Goal: Output, with no changes, the rows from the line containing "Inventory check: does the image above contain any arched" through the line containing "xmin=8 ymin=221 xmax=16 ymax=234", including both of those lines.

++++

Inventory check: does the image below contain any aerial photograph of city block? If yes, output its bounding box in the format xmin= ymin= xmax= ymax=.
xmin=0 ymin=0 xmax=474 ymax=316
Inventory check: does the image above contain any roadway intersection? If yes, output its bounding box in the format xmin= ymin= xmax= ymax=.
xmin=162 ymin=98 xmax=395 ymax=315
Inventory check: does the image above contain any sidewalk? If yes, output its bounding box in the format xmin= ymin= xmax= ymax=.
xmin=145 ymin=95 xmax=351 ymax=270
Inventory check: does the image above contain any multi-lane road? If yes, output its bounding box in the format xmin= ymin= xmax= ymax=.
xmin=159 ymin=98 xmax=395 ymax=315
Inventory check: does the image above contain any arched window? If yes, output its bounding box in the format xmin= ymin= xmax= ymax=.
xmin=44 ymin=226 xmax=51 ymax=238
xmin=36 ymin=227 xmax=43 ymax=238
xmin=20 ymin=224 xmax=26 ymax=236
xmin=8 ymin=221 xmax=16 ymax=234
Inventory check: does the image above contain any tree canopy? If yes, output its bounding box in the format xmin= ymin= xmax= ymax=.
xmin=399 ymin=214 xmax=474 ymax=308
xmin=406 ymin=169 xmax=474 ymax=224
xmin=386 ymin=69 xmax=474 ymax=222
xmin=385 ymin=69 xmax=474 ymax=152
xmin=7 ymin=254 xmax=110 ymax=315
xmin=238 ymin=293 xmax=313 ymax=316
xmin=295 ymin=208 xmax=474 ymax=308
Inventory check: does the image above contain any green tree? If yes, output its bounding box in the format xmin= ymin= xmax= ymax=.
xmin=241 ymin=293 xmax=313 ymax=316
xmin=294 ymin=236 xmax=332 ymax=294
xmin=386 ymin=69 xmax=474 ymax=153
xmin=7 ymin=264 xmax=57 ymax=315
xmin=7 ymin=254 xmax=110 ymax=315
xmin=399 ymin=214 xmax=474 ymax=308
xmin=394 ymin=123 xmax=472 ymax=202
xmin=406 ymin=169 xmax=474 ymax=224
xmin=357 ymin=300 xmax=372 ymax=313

++++

Full response:
Inventory check: does the image above contain any arched window? If yes, output its bounding box in the format xmin= ymin= xmax= ymax=.
xmin=44 ymin=226 xmax=51 ymax=238
xmin=36 ymin=227 xmax=43 ymax=238
xmin=20 ymin=224 xmax=26 ymax=236
xmin=8 ymin=221 xmax=16 ymax=234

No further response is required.